--- Records provided ---
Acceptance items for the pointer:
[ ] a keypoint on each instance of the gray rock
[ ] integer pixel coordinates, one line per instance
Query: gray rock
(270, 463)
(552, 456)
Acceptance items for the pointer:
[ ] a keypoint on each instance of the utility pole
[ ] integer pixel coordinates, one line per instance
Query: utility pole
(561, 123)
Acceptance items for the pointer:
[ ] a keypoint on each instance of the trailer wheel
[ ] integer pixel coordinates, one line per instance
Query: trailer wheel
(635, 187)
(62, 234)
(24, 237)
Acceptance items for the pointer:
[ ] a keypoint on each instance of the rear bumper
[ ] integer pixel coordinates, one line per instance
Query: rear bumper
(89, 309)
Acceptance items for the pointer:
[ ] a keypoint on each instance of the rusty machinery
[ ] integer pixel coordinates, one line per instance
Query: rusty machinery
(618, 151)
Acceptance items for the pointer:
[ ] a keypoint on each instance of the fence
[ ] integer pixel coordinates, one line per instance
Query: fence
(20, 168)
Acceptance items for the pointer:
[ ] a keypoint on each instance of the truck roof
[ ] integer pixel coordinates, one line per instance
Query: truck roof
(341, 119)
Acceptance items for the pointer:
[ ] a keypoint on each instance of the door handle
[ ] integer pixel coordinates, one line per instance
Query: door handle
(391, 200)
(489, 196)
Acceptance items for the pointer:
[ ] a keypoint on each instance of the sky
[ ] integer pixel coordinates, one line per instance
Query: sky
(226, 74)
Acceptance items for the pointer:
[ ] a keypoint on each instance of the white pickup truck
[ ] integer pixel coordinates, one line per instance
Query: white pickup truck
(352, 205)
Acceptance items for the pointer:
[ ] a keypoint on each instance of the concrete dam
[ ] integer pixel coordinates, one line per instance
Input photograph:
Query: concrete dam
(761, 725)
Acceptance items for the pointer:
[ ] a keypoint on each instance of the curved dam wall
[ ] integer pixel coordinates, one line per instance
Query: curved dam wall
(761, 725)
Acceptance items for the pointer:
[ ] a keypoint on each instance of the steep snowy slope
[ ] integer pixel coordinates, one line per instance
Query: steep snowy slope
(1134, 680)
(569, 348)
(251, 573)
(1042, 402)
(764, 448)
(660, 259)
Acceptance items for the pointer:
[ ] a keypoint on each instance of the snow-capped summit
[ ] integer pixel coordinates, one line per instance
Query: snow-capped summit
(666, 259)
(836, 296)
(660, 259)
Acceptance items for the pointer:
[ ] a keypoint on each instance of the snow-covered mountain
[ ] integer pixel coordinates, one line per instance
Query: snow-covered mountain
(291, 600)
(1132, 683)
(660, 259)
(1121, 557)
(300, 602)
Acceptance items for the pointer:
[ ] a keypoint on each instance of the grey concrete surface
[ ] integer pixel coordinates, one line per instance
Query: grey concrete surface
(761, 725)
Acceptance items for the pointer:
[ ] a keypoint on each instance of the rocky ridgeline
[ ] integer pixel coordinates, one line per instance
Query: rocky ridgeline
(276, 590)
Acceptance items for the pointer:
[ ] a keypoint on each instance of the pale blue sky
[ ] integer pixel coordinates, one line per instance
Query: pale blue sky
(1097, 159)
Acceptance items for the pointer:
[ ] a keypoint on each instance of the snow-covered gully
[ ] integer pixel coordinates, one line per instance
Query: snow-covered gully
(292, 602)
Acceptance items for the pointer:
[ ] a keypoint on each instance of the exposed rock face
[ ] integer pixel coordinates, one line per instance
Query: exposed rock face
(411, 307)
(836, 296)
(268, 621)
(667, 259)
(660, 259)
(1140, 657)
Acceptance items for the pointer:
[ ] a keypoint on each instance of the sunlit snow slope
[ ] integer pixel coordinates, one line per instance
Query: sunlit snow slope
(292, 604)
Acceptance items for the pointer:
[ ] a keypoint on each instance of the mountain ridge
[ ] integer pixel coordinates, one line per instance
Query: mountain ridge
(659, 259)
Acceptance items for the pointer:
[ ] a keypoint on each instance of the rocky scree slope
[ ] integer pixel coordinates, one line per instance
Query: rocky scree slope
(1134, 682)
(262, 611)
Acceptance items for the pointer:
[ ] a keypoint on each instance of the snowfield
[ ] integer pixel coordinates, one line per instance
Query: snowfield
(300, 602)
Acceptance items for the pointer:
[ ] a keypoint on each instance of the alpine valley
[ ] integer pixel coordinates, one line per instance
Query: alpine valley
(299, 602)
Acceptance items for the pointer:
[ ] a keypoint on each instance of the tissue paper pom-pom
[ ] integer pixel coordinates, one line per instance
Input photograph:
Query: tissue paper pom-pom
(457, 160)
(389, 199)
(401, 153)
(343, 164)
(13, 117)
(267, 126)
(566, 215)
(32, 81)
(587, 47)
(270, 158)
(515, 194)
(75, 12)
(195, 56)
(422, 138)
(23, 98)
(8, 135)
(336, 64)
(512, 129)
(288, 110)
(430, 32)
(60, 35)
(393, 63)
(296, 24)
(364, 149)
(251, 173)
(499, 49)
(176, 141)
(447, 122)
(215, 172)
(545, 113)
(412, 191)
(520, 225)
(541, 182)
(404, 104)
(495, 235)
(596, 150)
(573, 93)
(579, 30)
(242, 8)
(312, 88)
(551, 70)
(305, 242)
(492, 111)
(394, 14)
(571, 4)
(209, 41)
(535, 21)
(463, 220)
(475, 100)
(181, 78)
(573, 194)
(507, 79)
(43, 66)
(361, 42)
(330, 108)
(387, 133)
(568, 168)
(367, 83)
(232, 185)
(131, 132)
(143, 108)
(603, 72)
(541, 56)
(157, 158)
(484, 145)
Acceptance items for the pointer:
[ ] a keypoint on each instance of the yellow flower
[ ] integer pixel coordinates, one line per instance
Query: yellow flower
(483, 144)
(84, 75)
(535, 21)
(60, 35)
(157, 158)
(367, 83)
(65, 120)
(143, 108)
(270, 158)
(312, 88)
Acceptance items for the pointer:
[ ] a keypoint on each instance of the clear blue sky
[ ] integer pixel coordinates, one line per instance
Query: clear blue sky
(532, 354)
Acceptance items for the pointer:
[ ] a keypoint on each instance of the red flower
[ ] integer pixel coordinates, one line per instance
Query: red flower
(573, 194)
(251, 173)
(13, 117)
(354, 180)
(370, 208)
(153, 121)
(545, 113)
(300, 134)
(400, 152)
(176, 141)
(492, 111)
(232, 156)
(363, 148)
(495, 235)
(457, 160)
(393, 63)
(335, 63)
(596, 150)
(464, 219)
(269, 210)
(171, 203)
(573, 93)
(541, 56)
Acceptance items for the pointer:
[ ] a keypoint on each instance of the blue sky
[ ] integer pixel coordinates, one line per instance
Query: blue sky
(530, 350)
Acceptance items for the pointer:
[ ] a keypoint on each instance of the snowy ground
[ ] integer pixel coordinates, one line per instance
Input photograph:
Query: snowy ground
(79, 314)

--- What to work on ---
Nothing but the lines from the beginning of the records through the line with "[ ] a keypoint on each instance of the rear" should appear, each printed exactly.

--- Response to this exercise ---
Acceptance items for the pointer:
[ ] a keypoint on each instance of the gray rock
[ ] integer pixel coordinates, one line per instance
Query: gray rock
(270, 463)
(552, 456)
Acceptance items for the pointer:
[ ] a keypoint on each instance of the utility pole
[ ] integer pixel coordinates, one line per instance
Query: utility pole
(561, 123)
Acceptance items for the pointer:
[ ] a keypoint on each instance of the trailer wheel
[ ] integer pixel coordinates, one line per instance
Query: trailer wheel
(635, 187)
(62, 234)
(24, 237)
Acceptance items for the pointer:
[ ] a keypoint on each instance of the rear bumper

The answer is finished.